Page text →
>>>

Brand love isn't necessarily the only emotion to aim for

Challenge

Children are not eating the vegetables required for a balanced diet – in fact, 80% of kids (and adults alike) are not eating enough. Only 1% of food and drink advertising promotes vegetables, with advertising often geared towards snacks and drinks with high sugar or fat content. ITV wanted to change that, so teamed up with communications company adam&eveDDB to find a unique way to convince them to eat their greens!

Insight 

  • Vegetables are disappearing from mealtimes, with parents opting for foods that are easier to cook or are less likely to result in an argument. 
  • 90% of children know vegetables are good for them, therefore tv advertising that spreads the same tired message will not be enough. 
  • Kids see vegetables as the least exciting part of their meal. They’re viewed as boring. 
  • The fact that they’re often told to ‘eat their greens!’ makes the problem worse, as children don’t feel like they’re in control. 
  • Children feel lots of emotion towards vegetables – often hate and disgust, but emotion nonetheless!

Idea 

  • What if the hate and disgust children often feel towards vegetables was used as a positive? 
  • What if the fun elements from children’s toy advertising were used in a vegetable campaign? 
  • The ‘Eat Them to Defeat Them’ idea was born, which saw vegetables come to life as evil monsters that need to be eaten to be defeated. 
  • The advert spoke to children directly, telling them they’d been right all along about their hatred towards vegetables. 
  • The concept was gamified, with charts designed for family fridges to count how many vegetables had been eaten that week. 

Results

  • Partners (Aldi, ASDA, Birds Eye, COOP, Iceland, LIDL, M&S FOOD, Morrisons, Ocado, Sainsbury’s, TESCO and WAITROSE & PARTNERS) support created an £800k creative idea backed by £5.5M of media.
  • The campaign reach was huge and reached 65% of households with kids. It featured in 5 hours of editorial content, with special on air pieces to camera from ITV Talent; Will I Am, Emma Willis and Ant & Dec.

<<<

Problems →
1 - Retype the part of the campaign summary between "Brand love isn't" and "to eat their greens!", inclusive.
2 - Answer these from the campaign summary:
(a) What share of food and drink advertising promotes vegetables?
(b) What was the campaign idea called?
(c) What share of households with kids did the campaign reach?

Data section →
>>>

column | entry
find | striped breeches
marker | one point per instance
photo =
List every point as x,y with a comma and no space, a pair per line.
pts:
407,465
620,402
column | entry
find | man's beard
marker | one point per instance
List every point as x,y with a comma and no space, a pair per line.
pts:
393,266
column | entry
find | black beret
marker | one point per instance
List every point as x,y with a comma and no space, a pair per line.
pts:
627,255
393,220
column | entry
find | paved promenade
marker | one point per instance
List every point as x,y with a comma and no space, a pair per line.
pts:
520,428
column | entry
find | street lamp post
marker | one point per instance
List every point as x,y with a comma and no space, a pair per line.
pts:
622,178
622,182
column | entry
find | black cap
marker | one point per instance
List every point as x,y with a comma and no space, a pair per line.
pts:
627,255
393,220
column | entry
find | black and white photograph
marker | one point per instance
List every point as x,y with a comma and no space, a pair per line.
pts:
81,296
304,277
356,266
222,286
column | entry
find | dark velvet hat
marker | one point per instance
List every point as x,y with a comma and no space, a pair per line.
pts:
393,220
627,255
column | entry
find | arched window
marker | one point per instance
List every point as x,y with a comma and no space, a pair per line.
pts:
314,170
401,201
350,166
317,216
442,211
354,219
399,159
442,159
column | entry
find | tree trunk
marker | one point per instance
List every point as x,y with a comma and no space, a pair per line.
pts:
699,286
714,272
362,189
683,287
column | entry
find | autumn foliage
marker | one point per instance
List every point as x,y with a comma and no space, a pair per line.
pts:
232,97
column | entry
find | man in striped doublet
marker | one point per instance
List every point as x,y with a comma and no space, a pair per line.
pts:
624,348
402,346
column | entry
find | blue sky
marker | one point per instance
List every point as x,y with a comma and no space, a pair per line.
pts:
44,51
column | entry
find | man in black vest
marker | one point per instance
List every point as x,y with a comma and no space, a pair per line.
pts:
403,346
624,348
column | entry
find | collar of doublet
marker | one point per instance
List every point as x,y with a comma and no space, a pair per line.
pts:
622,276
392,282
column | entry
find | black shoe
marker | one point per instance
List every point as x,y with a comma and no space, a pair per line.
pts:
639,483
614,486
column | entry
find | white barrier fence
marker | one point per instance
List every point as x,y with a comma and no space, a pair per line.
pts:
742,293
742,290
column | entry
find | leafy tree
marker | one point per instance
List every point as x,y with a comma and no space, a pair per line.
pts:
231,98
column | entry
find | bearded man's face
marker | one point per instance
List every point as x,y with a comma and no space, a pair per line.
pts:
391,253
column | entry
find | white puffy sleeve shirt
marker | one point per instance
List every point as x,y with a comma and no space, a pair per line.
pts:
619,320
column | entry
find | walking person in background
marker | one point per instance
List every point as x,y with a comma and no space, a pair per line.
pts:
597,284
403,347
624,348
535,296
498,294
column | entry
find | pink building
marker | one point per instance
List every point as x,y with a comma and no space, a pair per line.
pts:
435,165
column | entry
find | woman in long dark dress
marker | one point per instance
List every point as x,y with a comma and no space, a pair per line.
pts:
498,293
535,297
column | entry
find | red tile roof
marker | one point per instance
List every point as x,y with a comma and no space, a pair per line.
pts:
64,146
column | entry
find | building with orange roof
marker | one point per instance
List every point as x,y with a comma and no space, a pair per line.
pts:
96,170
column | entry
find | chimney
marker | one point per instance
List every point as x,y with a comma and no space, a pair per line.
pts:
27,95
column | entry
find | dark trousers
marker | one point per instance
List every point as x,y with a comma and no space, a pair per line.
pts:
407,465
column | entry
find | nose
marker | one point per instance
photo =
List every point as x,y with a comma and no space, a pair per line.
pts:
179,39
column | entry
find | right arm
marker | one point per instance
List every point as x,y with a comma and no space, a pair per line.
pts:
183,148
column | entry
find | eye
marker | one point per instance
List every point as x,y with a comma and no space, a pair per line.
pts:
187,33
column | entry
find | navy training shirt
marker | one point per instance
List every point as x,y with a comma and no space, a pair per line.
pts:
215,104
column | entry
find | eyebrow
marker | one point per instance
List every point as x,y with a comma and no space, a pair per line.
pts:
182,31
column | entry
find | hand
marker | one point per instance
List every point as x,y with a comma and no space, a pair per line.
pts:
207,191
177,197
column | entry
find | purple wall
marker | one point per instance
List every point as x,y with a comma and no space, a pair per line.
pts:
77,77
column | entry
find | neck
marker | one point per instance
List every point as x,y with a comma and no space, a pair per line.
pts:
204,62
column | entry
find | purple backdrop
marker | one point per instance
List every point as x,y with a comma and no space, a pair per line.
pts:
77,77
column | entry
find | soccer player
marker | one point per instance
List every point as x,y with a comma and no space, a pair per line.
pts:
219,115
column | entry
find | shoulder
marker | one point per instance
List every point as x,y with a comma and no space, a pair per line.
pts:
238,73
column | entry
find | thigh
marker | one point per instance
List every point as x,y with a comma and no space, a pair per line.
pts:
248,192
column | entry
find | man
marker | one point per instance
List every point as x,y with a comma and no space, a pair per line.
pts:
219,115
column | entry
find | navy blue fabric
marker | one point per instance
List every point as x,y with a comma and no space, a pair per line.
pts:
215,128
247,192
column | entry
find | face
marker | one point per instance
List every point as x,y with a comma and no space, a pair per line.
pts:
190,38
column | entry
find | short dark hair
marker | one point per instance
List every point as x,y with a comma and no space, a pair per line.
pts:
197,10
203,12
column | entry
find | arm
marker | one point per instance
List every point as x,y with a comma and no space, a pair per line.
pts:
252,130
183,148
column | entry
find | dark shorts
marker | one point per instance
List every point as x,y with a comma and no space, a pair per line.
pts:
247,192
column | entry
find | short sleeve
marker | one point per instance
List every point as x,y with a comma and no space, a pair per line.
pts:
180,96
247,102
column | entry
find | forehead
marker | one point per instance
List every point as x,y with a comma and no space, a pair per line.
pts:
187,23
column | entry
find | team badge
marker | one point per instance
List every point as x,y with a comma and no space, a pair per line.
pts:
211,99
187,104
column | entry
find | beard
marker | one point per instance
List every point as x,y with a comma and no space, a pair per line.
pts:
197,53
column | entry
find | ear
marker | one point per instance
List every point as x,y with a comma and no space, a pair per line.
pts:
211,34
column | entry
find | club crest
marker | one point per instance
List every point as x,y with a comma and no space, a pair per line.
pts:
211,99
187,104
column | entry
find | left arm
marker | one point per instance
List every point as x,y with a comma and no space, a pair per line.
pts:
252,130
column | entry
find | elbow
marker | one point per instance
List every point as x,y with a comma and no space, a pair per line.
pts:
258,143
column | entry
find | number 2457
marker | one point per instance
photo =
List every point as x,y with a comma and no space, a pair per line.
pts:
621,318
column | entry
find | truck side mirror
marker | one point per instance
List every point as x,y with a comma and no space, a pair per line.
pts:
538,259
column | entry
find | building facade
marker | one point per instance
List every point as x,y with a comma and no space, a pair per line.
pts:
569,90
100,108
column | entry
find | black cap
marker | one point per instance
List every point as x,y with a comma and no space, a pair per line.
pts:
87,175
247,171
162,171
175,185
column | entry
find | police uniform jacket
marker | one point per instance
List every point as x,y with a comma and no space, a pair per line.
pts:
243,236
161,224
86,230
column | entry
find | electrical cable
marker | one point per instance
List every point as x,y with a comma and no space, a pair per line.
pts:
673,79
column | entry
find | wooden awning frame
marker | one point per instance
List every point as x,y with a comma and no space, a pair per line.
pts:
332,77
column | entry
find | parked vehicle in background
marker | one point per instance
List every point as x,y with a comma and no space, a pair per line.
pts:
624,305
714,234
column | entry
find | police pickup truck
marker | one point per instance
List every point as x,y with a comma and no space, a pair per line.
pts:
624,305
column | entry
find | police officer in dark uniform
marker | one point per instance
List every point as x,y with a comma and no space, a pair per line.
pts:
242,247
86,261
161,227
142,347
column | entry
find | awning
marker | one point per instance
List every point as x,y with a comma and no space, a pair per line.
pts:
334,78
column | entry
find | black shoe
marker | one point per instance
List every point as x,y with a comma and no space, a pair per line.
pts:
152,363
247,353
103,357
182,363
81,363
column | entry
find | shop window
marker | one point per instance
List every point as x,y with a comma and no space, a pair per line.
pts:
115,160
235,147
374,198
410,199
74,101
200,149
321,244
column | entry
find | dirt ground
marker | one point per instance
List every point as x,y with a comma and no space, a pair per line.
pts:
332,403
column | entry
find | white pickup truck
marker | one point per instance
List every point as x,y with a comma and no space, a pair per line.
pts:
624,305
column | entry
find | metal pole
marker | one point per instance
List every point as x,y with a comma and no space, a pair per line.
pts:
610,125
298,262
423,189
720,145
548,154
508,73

<<<

Exercise answers →
1 -
Brand love isn't necessarily the only emotion to aim for

Challenge

Children are not eating the vegetables required for a balanced diet – in fact, 80% of kids (and adults alike) are not eating enough. Only 1% of food and drink advertising promotes vegetables, with advertising often geared towards snacks and drinks with high sugar or fat content. ITV wanted to change that, so teamed up with communications company adam&eveDDB to find a unique way to convince them to eat their greens!

2 -
(a) Only 1%
(b) 'Eat Them to Defeat Them'
(c) 65%